Please rewrite all the records below, swapping "rough mask" for "coarse mask" everywhere and changing nothing else, and omit the pictures from your version.

Dataset records:
=== Section Start ===

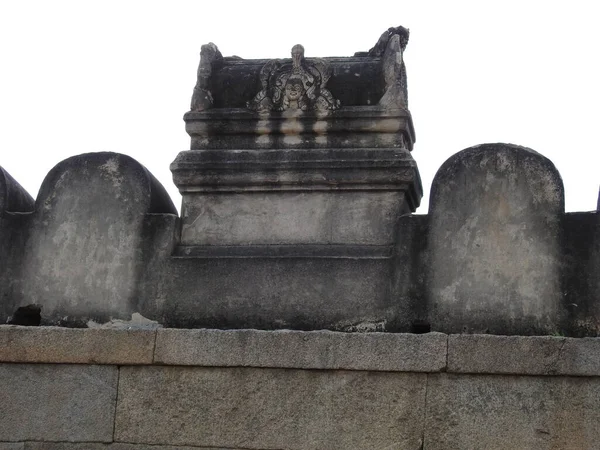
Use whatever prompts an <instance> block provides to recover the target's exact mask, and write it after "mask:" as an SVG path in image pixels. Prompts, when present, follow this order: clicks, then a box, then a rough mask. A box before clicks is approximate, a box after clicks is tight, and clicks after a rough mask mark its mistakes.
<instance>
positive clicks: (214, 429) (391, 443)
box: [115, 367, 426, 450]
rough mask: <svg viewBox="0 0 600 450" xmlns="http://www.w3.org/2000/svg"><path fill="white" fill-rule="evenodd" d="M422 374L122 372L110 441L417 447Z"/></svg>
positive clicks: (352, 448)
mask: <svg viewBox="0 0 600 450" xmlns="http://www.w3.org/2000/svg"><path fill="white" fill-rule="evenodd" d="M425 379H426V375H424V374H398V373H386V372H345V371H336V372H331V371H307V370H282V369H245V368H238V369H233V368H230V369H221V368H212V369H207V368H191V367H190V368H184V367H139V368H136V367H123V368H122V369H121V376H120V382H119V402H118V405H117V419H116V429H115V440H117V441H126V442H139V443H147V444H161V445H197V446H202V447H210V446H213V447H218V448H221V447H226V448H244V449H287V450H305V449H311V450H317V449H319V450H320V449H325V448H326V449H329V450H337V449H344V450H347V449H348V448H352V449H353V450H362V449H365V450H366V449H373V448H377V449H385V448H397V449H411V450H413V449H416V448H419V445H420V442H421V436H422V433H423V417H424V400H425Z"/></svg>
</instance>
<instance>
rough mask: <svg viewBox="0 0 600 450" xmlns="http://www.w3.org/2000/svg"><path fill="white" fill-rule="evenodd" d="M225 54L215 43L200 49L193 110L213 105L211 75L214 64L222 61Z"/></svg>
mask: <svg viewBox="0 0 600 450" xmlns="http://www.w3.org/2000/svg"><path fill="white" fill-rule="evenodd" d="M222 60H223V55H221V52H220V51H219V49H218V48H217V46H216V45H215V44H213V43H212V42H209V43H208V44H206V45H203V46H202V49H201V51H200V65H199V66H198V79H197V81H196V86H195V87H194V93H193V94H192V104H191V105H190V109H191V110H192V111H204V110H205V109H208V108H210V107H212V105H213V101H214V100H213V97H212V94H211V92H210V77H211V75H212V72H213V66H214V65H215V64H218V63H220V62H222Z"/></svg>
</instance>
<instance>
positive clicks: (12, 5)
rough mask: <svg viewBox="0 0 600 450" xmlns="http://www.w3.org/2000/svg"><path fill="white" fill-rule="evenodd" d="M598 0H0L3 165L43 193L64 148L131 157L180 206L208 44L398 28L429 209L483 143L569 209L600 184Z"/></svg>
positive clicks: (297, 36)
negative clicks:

=== Section End ===

_Result of the task:_
Use whatever prompts an <instance> block provides to recover the target's exact mask, and write it after "mask:" as an SVG path in image pixels. Prompts, when present, follow this order: clicks, then a box, then a coarse mask. A box before clicks is approximate, a box after clicks is tight, and clicks after a coarse mask mark its mistakes.
<instance>
positive clicks: (214, 429) (391, 443)
box: [115, 367, 426, 450]
coarse mask: <svg viewBox="0 0 600 450" xmlns="http://www.w3.org/2000/svg"><path fill="white" fill-rule="evenodd" d="M422 374L122 372L110 441L417 447Z"/></svg>
positive clicks: (352, 448)
mask: <svg viewBox="0 0 600 450" xmlns="http://www.w3.org/2000/svg"><path fill="white" fill-rule="evenodd" d="M425 379H426V375H424V374H398V373H386V372H345V371H336V372H331V371H307V370H282V369H245V368H238V369H233V368H230V369H221V368H212V369H207V368H191V367H190V368H184V367H139V368H136V367H123V368H122V369H121V376H120V382H119V402H118V405H117V419H116V429H115V440H117V441H126V442H139V443H147V444H161V445H197V446H202V447H210V446H213V447H218V448H221V447H226V448H244V449H287V450H305V449H311V450H317V449H319V450H320V449H325V448H326V449H329V450H337V449H344V450H347V449H348V448H352V449H353V450H362V449H365V450H366V449H373V448H377V449H385V448H397V449H411V450H413V449H416V448H419V445H420V442H421V436H422V433H423V417H424V400H425Z"/></svg>
</instance>
<instance>
coarse mask: <svg viewBox="0 0 600 450" xmlns="http://www.w3.org/2000/svg"><path fill="white" fill-rule="evenodd" d="M225 54L215 43L200 49L193 110L213 105L211 75L214 64L222 61Z"/></svg>
mask: <svg viewBox="0 0 600 450" xmlns="http://www.w3.org/2000/svg"><path fill="white" fill-rule="evenodd" d="M222 60H223V55H221V52H220V51H219V49H218V48H217V46H216V45H215V44H213V43H212V42H209V43H208V44H206V45H203V46H202V49H201V51H200V65H199V66H198V79H197V81H196V86H195V87H194V93H193V94H192V104H191V105H190V109H191V110H192V111H204V110H205V109H208V108H210V107H212V105H213V101H214V100H213V97H212V94H211V92H210V77H211V75H212V72H213V66H214V65H215V64H218V63H220V62H222Z"/></svg>
</instance>
<instance>
positive clicks: (12, 5)
coarse mask: <svg viewBox="0 0 600 450" xmlns="http://www.w3.org/2000/svg"><path fill="white" fill-rule="evenodd" d="M598 0H0L3 165L43 193L64 148L131 157L180 206L208 44L398 28L429 209L483 143L569 209L600 184Z"/></svg>
positive clicks: (297, 36)
negative clicks:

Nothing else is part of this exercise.